═══ Text section ═══

The Watsonville Film Festival is set to return for its 11th year and will run from March 3rd to 12th. This year’s Festival will feature an exciting line-up of films about Latino art, music and inspiring stories about ordinary people overcoming great obstacles to achieve the extraordinary.
The Festival will roll out the Red Carpet on March 3rd in honor of actor Pepe Serna who has appeared in over 100 films and 300 TV shows. Serna will present his latest films, Abuelo and Life is Art, followed by a Q&A with Luis Reyes, the film’s director and author of “Viva Hollywood.”
The Festival will take place at the Mello Center and the Watsonville Public Library, with online viewing opportunities also available. This year’s festival will also be accessible to everyone on a “pay what you can” basis, thanks to the festival’s generous sponsors and supporters.
Festival highlights include the world premiere of Strawberry Picker, about the life and work of Juan Fuentes, a renowned Chicano artist who grew up in Watsonville. The Festival will co-host the opening of A Retrospective of Fuentes’s art “RESILIENCE: Works of Strength and Dignity” at the Porter Building on March 5 along with an art tour of the giant mosaic murals of Fuentes’s art in Downtown Watsonville.

═══ Material shown ═══

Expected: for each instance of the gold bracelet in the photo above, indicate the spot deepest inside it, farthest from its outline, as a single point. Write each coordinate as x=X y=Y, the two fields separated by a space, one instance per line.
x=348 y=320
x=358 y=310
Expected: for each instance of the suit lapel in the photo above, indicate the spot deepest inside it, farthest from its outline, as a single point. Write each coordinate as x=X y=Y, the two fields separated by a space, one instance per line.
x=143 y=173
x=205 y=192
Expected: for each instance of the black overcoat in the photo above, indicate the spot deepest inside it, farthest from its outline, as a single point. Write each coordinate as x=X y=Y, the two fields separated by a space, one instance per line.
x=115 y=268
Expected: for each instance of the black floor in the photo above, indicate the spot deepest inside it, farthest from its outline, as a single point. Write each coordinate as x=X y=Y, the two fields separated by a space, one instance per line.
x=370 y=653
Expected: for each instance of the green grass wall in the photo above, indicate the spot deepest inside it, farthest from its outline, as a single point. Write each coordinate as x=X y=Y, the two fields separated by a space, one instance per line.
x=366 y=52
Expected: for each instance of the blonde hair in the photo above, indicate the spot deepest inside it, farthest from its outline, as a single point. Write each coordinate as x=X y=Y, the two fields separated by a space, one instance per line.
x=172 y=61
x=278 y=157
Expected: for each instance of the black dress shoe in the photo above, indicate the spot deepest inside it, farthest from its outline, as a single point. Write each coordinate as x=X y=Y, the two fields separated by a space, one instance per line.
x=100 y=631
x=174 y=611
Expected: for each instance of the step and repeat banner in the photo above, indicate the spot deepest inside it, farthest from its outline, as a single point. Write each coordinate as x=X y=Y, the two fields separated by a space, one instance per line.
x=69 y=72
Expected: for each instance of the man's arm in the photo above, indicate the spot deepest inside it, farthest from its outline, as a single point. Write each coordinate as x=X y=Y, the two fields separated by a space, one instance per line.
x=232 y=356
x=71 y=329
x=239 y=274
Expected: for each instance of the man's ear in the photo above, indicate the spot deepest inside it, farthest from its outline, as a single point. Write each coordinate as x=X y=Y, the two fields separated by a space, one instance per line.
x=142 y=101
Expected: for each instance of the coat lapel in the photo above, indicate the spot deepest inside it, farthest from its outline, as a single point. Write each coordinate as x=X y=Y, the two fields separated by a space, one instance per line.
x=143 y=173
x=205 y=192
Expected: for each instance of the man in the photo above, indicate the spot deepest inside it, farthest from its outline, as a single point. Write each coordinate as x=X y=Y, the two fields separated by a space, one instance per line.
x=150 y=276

═══

» **Tasks to complete**
A - Answer these questions from the Watsonville Film Festival announcement:
(i) On what dates will the festival run?
(ii) At which two venues will the festival take place?
(iii) Where and on what date will the retrospective of Juan Fuentes's art open?
B - Carry on the Watsonville Film Festival announcement from its last sentence.
The records play no part in the work that follows.

» **Answers to this exercise**
A -
(i) March 3rd to 12th
(ii) The Mello Center and the Watsonville Public Library
(iii) At the Porter Building on March 5

B -
Latin jazz lovers will enjoy Santos: Skin to Skin, a portrait of Bay Area legend and seven-time Grammy nominee John Santos whose music links the rhythms of his ancestors to contemporary struggles of identity and social justice. This screening on March 11 is co-presented by Kuumbwa Jazz.
Award-winning director Rodrigo Reyes will present his latest documentary film, Sanson & Me, a compelling story about two Mexican migrants, a young man serving a life sentence in prison and a filmmaker who was his court interpreter, who become intertwined through life and cinema. Co-presented with Reel Works Santa Cruz Labor Film Festival.
The Watsonville Film Festival will also present the world premiere of Historias de Cultura: Oaxaca in Santa Cruz, a series of three short films about how Senderos uses music, traditional medicine and food to uplift and heal the local Oaxacan community.